What to work on:
Please return each line of the records below that contains the string "garlic". Case counts, so match capitalization.

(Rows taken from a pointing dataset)
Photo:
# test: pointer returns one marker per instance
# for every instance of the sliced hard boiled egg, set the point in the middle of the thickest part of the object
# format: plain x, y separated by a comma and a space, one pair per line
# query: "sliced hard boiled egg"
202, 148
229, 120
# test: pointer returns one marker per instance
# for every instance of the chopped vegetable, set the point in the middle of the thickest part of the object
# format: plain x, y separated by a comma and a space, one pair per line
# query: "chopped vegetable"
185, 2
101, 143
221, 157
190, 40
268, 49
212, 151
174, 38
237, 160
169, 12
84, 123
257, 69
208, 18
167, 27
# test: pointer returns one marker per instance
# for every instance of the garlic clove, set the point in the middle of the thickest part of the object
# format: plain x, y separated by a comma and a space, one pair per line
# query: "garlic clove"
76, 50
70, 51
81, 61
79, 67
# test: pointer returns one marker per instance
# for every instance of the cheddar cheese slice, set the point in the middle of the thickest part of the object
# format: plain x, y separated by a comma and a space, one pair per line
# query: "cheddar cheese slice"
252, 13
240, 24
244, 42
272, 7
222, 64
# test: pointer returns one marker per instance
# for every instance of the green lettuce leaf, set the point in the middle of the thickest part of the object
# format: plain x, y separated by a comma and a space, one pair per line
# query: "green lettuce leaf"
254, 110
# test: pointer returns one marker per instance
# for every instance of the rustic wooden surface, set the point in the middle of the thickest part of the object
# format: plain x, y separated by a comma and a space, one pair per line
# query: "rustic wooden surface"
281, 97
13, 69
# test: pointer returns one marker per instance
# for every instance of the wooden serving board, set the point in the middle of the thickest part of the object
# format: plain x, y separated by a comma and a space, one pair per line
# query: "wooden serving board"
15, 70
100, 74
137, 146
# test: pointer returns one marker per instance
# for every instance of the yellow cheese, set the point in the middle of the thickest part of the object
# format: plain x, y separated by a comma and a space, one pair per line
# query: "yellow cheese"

Expected answer:
# for every instance of the garlic clove, set the point in the middle of the thickest part of the object
# query: "garlic clove"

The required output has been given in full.